Blue hydrogen can be produced for as little as $1/kg in the US, but this is still twice the cost of grey hydrogen, meaning government intervention will be vital to spur production of the cleaner fuel, according to various speakers at conferences this week.

Blue hydrogen will always cost more to produce than grey hydrogen because of the additional carbon capture and storage processes required, Richard Mew, director at consultancy Koyos Resources, told the First Element conference.

“The general consensus is that you need a cost of producing hydrogen at $1.5/kg in order for significant carbon abatement to occur,” he said, noting this was possible only in jurisdictions with low gas prices.

$1/kg – Approximated cost of US blue hydrogen production

“With blue hydrogen that is almost achievable in the US and possibly the Middle East—but in Europe, Russia and China there will need to be [government intervention] brought into the equation.”

> _Requirements_
A. In the blue hydrogen text, what makes blue hydrogen always more expensive to produce than grey hydrogen?
B. Extend the blue hydrogen text, picking up after its last sentence.

> _Provided data_
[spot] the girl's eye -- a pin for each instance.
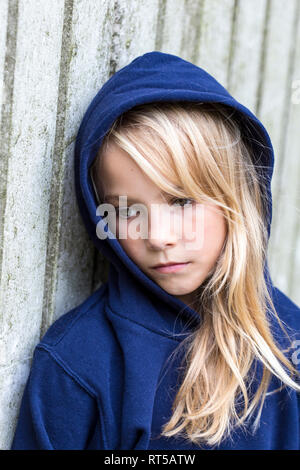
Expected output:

> _Set of answers_
A. The additional carbon capture and storage processes it requires.

B.
There are two key forms of intervention: grants and government-backed loans as incentives for blue hydrogen production; and financial penalties, such as carbon pricing, as disincentives for more carbon-intensive hydrogen production. 

“Quite often it is a mixture of the two,” said Mew. “With the renewable obligations certificates (ROCs) that were given to green producers of electricity they could sell them on to more polluting producers.”

ROCs for hydrogen have been promoted as a desired policy incentive by various reports from industry-aligned groups.

Currently, the differential between green and blue hydrogen costs is even greater than that for blue and grey, according to Al Cook, executive vice president for exploration and production at Norwegian energy company Equinor, speaking at the Offshore Europe conference.

“Green hydrogen is probably two to three times more expensive than blue, so in terms of like-for-like we see blue hydrogen as having quite a large advantage at the moment,” he said.

Equinor is nevertheless pursuing green hydrogen projects—most notably the NortH2 project in the Netherlands—alongside its blue hydrogen developments in the UK, Germany and the US because it sees green hydrogen as the ultimate fuel for the hydrogen economy.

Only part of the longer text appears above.